_Texto de partida_:
= = =

Recuerdo que llovía. Que llovía tanto que los aliados apenas pudieron emplear sus mosquetes. La artillería podía abrir fuego, pero los soldados de a pie tenían que conformarse con las bayonetas. De repente, se acerca la caballería pesada enemiga, los coraceros franceses formados en línea, aterradores. Marchaban al paso, porque era tanto el barro que los caballos no podían ni trotar. 

Coraceros, formados en línea. La fuerza de choque de la Grande Armée.

Al paso, sí, pero fue una de las cargas de caballería más brillantes de las guerras napoleónicas. Los austríacos que se enfrentaban a Murat formaron en cuadros. La artillería austríaca hizo daño a los coraceros, algunas formaciones de infantería rechazaron a la primera línea de la caballería, pero sucumbieron a la segunda. La artillería a caballo de los franceses pudo seguir a los escuadrones de Murat y batir con metralla a los austríacos. Pronto, cuadro tras cuadro de infantería, cayeron todos o se rindieron después de verse rodeados y ametrallados. En Pennrich, una elevación del campo de batalla, hubo una lucha brutal. Cuando se impuso la caballería francesa, comenzaron a rendirse los aliados aquí y allá. Murat hizo 9.000 prisioneros ese día.

Teniente de coraceros, con el uniforme que llevaría en Dresde.
Faltan el barro y la porquería, que la guerra es muy sucia.

Entonces sucedió la carga de caballería más lenta de la historia. 

Murat se esforzaba en reunir de nuevo a todos sus escuadrones, dispersos por el campo de batalla. La pausa permitió la retirada de los restos de la infantería austríaca. Sin embargo, un escuadrón de dragones franceses fue tras ella, con la intención de hostigarla y no dejarla en paz. En éstas, tropezó con un batallón austríaco formado en cuadro, erizado de bayonetas. ¡Caramba! El comandante del escuadrón no se lo pensó dos veces y ordenó ir a por ellos. Pero, mi comandante, que ya no podemos con nuestra alma, que nuestros caballos se caen rendidos. Pues, a joderse: a por ellos y sanseacabó.

= = =

_Tareas a realizar_:
1 > En el relato de la carga de los coraceros, ¿cuántos prisioneros hizo Murat ese día?
2 > Reproduce sin cambios el trozo del relato de la carga de los coraceros que empieza con "Murat se esforzaba" y sigue hasta "ellos y sanseacabó.".

Registros de un conjunto de datos:
= = =

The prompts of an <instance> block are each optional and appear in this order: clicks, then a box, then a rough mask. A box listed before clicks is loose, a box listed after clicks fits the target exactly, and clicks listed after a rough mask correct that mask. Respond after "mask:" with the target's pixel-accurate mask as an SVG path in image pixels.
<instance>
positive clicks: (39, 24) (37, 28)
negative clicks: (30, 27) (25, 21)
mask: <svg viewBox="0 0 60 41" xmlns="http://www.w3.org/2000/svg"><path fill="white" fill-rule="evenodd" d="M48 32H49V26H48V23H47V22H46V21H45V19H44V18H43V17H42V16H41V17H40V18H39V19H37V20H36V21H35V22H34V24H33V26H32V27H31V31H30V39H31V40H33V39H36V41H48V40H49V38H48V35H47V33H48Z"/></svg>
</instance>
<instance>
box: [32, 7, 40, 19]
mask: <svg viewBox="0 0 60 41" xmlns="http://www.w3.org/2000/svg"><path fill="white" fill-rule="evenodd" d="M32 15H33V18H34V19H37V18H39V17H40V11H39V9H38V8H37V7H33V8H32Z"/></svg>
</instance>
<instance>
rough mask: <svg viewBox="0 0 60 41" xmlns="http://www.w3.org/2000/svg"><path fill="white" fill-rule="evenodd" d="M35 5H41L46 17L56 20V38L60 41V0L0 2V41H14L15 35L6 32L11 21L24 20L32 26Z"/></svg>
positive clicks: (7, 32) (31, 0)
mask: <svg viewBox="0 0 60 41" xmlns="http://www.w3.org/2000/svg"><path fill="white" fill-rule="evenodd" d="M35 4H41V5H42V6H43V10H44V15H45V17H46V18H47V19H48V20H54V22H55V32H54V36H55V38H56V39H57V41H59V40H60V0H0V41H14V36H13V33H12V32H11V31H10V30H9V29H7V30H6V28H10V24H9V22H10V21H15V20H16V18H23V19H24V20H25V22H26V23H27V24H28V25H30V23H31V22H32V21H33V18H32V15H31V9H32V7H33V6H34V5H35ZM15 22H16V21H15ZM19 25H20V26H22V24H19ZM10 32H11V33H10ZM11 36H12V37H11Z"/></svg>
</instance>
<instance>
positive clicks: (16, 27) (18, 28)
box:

= = =

_Respuestas esperadas_:
1 > 9.000 prisioneros.

2 >
Murat se esforzaba en reunir de nuevo a todos sus escuadrones, dispersos por el campo de batalla. La pausa permitió la retirada de los restos de la infantería austríaca. Sin embargo, un escuadrón de dragones franceses fue tras ella, con la intención de hostigarla y no dejarla en paz. En éstas, tropezó con un batallón austríaco formado en cuadro, erizado de bayonetas. ¡Caramba! El comandante del escuadrón no se lo pensó dos veces y ordenó ir a por ellos. Pero, mi comandante, que ya no podemos con nuestra alma, que nuestros caballos se caen rendidos. Pues, a joderse: a por ellos y sanseacabó.